- [Requirements]
**1)** In the article about wealthy travelers booking entire hotels, how much does Andrew Steinberg say his buyout business has grown this year compared with 2023?
**2)** Carry on the article about wealthy travelers booking entire hotels, starting after its final sentence.

- [Source excerpt]
○ ○ ○ ○ ○

Group travel has taken on new meaning for some wealthy consumers, who increasingly are taking over entire hotels.

In an experience-obsessed era, those who can are going beyond just a stay at a five-star hotel to having it all to themselves alongside family and friends. Luxury travel advisors report an uptick among their deep-pocketed clients who book accommodations in their entirety for both large and small groups.

Andrew Steinberg, an advisor with the Ovation Network in New York City, says that his buyout business is up 50% this year compared with 2023.

“From a dozen, I have more than double now. The prices for these weekend stays can start at US$500,000 and easily top US$1 million,” he says. “People love them because they can manage every aspect of the experience and extend their event.”

As an example, Steinberg planned a lavish 50th birthday last year in Versailles, France, for a client who took over Airelles Château de Versailles, Le Grande Controle, located on the grounds of Versailles, for a weekend. The extravaganza cost well into the seven figures, he says, and included elements such as a scavenger hunt on the palace grounds and a five-course dinner party prepared by the renowned chef Alain Ducasse, where guests donned 17th-century costumes provided by the host.

○ ○ ○ ○ ○

Rows from a data collection:
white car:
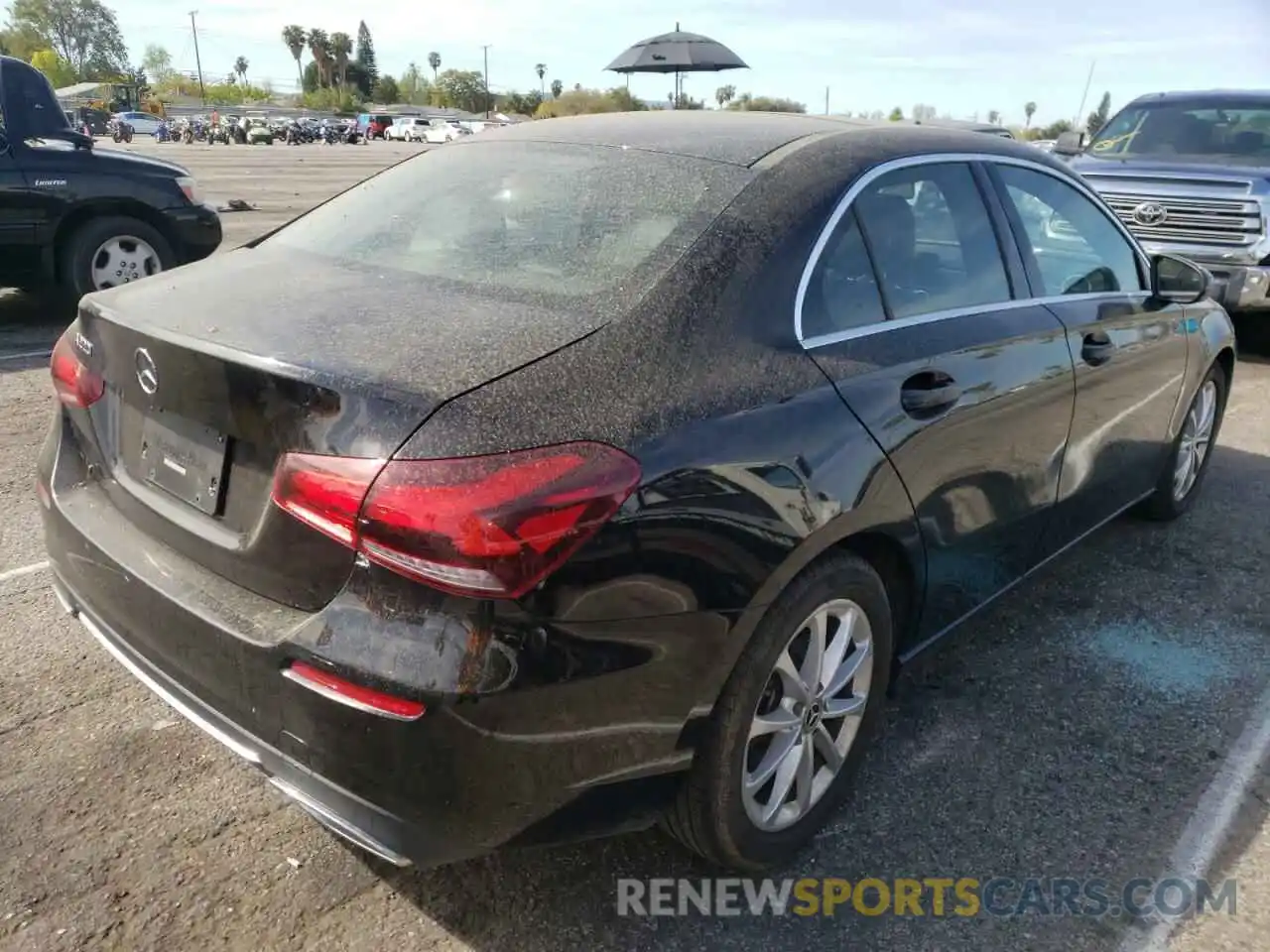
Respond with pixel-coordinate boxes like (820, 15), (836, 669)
(423, 119), (471, 145)
(386, 115), (431, 142)
(114, 113), (163, 136)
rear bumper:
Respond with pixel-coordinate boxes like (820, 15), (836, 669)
(165, 204), (225, 264)
(54, 571), (410, 866)
(38, 410), (715, 866)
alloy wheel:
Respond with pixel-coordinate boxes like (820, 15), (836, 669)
(92, 235), (163, 291)
(740, 599), (874, 833)
(1174, 380), (1216, 503)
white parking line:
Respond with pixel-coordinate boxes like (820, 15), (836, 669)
(0, 561), (49, 581)
(1120, 690), (1270, 952)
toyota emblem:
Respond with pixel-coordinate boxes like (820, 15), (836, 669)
(132, 346), (159, 396)
(1133, 202), (1169, 227)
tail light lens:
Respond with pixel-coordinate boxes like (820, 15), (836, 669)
(50, 329), (105, 409)
(273, 441), (640, 598)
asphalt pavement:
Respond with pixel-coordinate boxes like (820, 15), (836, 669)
(0, 141), (1270, 952)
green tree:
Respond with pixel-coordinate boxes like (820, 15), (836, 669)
(309, 29), (331, 87)
(727, 92), (807, 113)
(9, 0), (128, 78)
(282, 24), (309, 89)
(1040, 119), (1072, 139)
(141, 44), (173, 82)
(355, 20), (380, 95)
(437, 69), (486, 113)
(375, 76), (401, 105)
(1084, 92), (1111, 136)
(31, 50), (75, 89)
(330, 33), (353, 86)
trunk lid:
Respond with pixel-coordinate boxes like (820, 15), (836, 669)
(72, 250), (600, 611)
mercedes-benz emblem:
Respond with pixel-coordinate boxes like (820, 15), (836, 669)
(1133, 202), (1169, 226)
(132, 346), (159, 395)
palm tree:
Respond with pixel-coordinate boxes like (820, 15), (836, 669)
(309, 29), (330, 86)
(330, 33), (353, 86)
(282, 24), (309, 90)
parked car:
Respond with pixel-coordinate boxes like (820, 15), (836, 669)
(0, 56), (221, 298)
(423, 119), (472, 145)
(387, 115), (430, 142)
(45, 110), (1234, 870)
(112, 113), (163, 136)
(357, 113), (396, 140)
(1054, 90), (1270, 330)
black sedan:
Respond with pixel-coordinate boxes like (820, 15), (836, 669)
(38, 112), (1234, 870)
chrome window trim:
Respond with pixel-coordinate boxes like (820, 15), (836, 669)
(794, 153), (1151, 349)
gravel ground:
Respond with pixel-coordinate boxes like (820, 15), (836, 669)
(0, 142), (1270, 952)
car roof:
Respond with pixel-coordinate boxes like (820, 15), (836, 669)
(1130, 89), (1270, 105)
(463, 109), (1067, 167)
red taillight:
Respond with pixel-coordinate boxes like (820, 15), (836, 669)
(273, 443), (640, 598)
(282, 661), (425, 721)
(50, 330), (105, 409)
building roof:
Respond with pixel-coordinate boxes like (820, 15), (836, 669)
(54, 82), (110, 99)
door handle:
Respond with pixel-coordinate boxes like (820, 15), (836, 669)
(1080, 334), (1115, 367)
(899, 372), (961, 416)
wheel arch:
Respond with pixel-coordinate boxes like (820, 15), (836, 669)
(45, 198), (181, 283)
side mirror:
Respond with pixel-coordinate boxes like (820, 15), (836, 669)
(1051, 132), (1084, 155)
(1151, 255), (1212, 304)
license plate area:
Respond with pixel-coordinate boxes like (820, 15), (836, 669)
(137, 410), (227, 516)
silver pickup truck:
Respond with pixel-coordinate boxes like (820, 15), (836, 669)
(1051, 90), (1270, 320)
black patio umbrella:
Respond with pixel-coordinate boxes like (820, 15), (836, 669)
(604, 23), (749, 104)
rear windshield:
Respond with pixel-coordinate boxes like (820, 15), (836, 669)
(269, 141), (750, 298)
(1088, 99), (1270, 163)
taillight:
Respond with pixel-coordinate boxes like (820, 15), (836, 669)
(50, 329), (105, 409)
(273, 441), (640, 598)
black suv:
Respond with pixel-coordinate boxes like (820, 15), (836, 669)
(0, 56), (221, 296)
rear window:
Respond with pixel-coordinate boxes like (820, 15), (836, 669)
(262, 141), (752, 298)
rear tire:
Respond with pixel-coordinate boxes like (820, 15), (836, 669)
(663, 553), (893, 872)
(1142, 363), (1229, 522)
(59, 214), (177, 300)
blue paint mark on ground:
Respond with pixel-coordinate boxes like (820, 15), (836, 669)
(1091, 622), (1238, 694)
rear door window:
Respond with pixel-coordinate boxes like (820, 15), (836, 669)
(854, 163), (1011, 318)
(996, 165), (1144, 298)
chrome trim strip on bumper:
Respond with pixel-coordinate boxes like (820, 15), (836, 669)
(65, 594), (260, 767)
(52, 583), (412, 869)
(269, 776), (410, 869)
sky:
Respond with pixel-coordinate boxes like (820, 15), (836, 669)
(105, 0), (1270, 124)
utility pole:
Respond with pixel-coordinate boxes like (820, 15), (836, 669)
(1072, 60), (1098, 131)
(481, 44), (493, 119)
(190, 10), (207, 105)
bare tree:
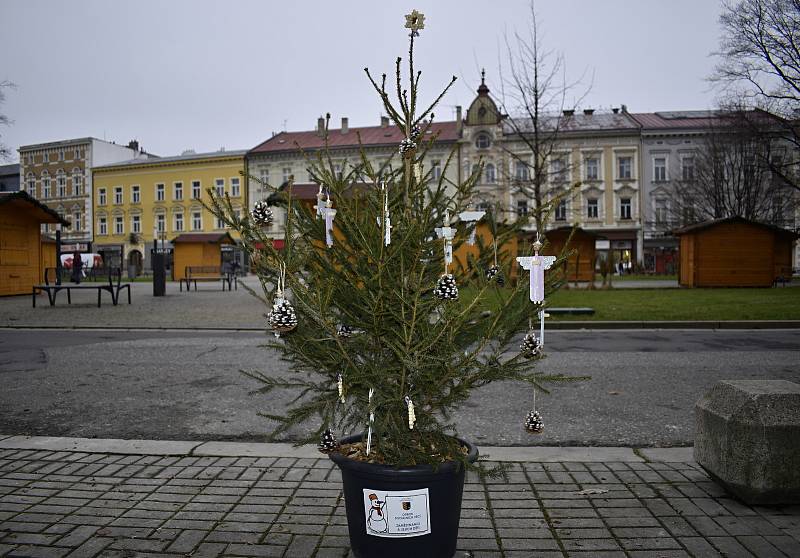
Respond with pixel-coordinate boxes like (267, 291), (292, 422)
(0, 80), (16, 161)
(711, 0), (800, 190)
(500, 2), (589, 231)
(671, 111), (796, 226)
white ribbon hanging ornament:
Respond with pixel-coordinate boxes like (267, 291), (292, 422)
(314, 184), (325, 218)
(435, 209), (456, 269)
(323, 194), (336, 248)
(405, 395), (417, 430)
(458, 211), (486, 246)
(517, 234), (556, 304)
(381, 182), (392, 246)
(367, 388), (375, 455)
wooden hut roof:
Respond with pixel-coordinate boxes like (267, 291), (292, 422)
(172, 232), (236, 244)
(672, 216), (800, 238)
(0, 190), (70, 227)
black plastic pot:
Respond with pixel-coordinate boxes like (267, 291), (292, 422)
(329, 435), (478, 558)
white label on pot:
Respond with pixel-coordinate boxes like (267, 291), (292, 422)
(364, 488), (431, 537)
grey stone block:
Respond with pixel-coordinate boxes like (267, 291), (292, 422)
(694, 380), (800, 504)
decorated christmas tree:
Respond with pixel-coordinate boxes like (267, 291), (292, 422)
(212, 12), (566, 472)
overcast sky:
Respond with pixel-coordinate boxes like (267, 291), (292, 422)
(0, 0), (720, 161)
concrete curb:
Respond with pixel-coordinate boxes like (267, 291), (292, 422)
(0, 434), (694, 463)
(0, 320), (800, 332)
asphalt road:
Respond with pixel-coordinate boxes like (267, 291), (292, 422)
(0, 330), (800, 446)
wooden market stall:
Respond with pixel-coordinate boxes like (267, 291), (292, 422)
(542, 227), (597, 282)
(674, 217), (800, 287)
(172, 232), (236, 281)
(0, 190), (69, 296)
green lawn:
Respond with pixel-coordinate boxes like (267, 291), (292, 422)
(548, 287), (800, 321)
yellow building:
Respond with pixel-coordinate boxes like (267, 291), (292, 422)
(92, 150), (247, 273)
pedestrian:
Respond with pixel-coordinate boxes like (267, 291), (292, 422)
(72, 250), (83, 285)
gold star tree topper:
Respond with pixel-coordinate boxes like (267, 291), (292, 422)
(406, 10), (425, 37)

○ ○ ○ ○ ○

- [The replies]
**1)** It is up 50%.

**2)**
Entertainment included fire breathers and Cirque du Soleil-style dancers. Steinberg notes that guests also received a different gift each day such as silk scarves and pricey wines. “By having the property to ourselves, we were able to manage every touchpoint,” Steinberg says. “We had napkins for every meal with the host’s initial and amenities such as a personalised cookie station.”

Andrew Steinberg, an advisor with the Ovation Network in New York City, says that his buyout business is up 50% this year compared with 2023.
Andrew Steinberg

Stacy Fischer-Rosenthal, the president of the New York-based Fischer Travel, which charges a US$150,000 membership fee, is also planning more buyouts than ever before for occasions such as weddings, birthdays, and “just because” get-togethers.

“Takeovers offer complete privacy, safety, and flexibility. The client does not have to adhere to a set schedule and can make theirs up as they go along,” Fischer-Rosenthal says. “There is a dedicated team catering to all of their wants and needs.”

The membership-based travel company Andrew Harper is another brand that has seen a jump in buyouts. Colin Housley, vice president of member experience, says the increase in demand led the company to launch an initiative called Exclusive Experiences, which focus on immersive and private trips such as luxury hotel buyouts and private island stays.

“Our members who plan these trips receive access to unique activities and excursions that we have negotiated with our partners,” Housley says. “We also leverage our relationships to make buyouts happen for properties that normally wouldn’t offer it.”

Andrew Harper has seen a “flood of requests” for private stays since Exclusive Experiences launched, he says.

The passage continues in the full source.